• **Text excerpt**
Bladder stones in dogs and catsAnderson
These are stones which vary in size from being microscopic sandy particles to large visible stones lodged somewhere along the urinary system in dogs and cats. These stones are formed as a result of minerals in urine that are clumped up together to form stones, also known as urinary calculi or bladder stones. The common cause for formation of these stones is contributed by the pH of the urine, which can be influenced by bacterial infection, diet and some type of medications. These stones can be anywhere between the kidneys, ureter, bladder and urethra.
Genetic plays a role, where in some dogs physiological processes produce substances that are precursors for stone formation more than in other dogs. Some breeds like the Dalmatians, English bulldogs and black Russian terriers are known to be genetically predisposed to the formation of urate crystals. This is due to decreased ability to oxidise uric acid to allantoin, which is excreted in the urine. Dalmatians also have a metabolic defect that is thought to result in an inability to reabsorb uric acid into the renal tubules for excretion.
Bacterial infections tend to make urine more alkaline and this enhances formation of some specific crystals known as struvite. These bacterial infections also produce an enzyme called urease which creates a cascade of reactions which will eventually form struvite crystals.
Feeding you pets with the wrong types of food especially those with high protein, magnesium and phosphates increase the chance of crystal formation in urine.
The symptoms of bladder stones vary from observing blood in the urine, constant licking of the genitals, inability to urinate, Straining to urinate, and/ or increased frequency of urination, tender or abdominal pain, vomiting and if unresolved, death is imminent.
Diagnosis involves physical examination after obtaining proper history of the pet from the owner, x-rays, urine analysis that will determine infection, type of the crystal and the urine pH.

• **What you need to do**
According to the text on bladder stones, which enzyme do bacterial infections produce?

• **Data records**
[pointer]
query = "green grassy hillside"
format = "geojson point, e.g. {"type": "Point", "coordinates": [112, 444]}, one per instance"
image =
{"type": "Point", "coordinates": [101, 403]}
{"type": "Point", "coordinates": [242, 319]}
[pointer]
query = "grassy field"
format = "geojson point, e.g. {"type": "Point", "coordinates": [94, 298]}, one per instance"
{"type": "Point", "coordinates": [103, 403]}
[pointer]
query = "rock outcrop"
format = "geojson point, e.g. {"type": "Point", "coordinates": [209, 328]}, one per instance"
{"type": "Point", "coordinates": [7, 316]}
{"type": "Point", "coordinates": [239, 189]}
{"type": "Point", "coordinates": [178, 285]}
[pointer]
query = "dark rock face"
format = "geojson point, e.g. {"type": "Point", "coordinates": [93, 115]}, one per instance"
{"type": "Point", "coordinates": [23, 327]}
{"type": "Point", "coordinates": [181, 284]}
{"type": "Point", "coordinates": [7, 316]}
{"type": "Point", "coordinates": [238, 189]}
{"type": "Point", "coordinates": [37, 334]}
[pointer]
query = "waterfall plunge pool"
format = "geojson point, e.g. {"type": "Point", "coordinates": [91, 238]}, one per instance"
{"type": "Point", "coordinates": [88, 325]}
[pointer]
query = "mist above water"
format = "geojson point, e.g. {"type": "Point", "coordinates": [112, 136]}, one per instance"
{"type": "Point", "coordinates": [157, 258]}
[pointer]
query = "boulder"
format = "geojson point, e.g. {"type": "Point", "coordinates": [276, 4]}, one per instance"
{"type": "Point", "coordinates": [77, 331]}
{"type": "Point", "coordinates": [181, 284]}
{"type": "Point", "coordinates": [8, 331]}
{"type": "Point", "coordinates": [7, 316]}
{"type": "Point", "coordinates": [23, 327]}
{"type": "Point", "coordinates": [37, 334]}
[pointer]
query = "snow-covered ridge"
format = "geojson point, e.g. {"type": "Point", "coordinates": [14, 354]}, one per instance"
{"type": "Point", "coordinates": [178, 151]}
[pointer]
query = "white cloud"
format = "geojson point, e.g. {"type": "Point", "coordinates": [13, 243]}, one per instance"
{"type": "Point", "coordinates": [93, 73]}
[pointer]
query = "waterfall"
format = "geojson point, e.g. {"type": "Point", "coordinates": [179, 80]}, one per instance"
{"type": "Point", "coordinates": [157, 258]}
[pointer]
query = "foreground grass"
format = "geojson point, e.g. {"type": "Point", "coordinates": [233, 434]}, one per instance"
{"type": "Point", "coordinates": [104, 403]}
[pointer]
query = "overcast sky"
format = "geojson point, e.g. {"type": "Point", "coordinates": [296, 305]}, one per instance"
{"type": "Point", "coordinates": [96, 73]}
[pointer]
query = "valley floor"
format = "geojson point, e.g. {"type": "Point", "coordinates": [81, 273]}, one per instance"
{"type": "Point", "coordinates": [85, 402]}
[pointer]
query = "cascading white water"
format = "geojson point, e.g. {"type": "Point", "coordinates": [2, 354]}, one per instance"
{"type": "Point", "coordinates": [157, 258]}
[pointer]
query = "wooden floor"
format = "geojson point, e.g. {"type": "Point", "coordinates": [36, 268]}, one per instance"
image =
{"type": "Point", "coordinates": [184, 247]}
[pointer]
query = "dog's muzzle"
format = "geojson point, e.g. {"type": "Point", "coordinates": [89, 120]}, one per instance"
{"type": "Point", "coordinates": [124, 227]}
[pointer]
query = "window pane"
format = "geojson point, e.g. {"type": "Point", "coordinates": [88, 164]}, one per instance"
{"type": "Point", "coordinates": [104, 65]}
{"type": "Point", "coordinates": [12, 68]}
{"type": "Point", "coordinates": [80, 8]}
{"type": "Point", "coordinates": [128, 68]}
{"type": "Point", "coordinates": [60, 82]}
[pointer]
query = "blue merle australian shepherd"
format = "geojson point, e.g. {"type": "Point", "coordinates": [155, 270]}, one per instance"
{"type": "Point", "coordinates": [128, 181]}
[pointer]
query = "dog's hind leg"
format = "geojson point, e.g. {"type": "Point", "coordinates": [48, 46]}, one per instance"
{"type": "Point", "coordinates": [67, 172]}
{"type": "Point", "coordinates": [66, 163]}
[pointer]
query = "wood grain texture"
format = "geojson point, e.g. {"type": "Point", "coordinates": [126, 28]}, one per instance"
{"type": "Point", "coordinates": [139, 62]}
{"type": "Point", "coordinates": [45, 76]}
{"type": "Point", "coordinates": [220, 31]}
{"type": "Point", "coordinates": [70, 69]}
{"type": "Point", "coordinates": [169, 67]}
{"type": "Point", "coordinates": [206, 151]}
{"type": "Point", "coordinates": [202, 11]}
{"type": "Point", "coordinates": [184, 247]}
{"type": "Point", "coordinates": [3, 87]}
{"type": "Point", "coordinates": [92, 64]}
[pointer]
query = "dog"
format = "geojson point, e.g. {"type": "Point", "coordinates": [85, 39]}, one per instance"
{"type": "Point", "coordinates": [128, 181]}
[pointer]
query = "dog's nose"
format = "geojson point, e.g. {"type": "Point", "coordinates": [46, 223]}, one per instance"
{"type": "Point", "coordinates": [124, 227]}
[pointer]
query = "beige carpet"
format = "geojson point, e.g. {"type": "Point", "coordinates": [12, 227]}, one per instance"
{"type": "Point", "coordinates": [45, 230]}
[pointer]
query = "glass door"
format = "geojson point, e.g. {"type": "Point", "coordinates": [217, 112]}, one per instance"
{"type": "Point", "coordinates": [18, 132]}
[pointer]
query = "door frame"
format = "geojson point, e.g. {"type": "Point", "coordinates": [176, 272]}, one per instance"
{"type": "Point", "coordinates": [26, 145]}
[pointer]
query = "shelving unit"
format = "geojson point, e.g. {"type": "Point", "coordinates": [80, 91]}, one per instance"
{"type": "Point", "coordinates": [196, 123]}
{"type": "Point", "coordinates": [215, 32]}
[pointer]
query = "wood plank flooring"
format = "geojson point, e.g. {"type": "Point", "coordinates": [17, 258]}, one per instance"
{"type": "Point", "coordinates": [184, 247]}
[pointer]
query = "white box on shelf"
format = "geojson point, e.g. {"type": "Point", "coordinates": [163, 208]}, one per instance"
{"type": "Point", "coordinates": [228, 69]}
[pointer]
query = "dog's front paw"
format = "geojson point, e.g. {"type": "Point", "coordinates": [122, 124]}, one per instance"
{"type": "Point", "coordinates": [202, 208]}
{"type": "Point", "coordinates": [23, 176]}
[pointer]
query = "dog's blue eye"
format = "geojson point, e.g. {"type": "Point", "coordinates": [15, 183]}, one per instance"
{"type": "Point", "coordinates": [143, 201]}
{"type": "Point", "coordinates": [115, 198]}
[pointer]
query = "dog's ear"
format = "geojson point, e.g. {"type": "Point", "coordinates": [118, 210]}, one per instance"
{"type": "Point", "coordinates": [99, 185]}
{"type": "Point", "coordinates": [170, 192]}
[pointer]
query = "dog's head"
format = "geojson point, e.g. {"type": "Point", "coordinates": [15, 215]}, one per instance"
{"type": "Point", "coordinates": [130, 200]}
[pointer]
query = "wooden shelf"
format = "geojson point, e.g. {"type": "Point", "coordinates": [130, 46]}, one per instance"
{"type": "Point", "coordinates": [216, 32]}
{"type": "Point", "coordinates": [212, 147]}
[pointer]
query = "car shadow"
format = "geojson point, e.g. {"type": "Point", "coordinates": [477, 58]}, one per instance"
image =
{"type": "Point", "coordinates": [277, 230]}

• **Written solution**
Urease.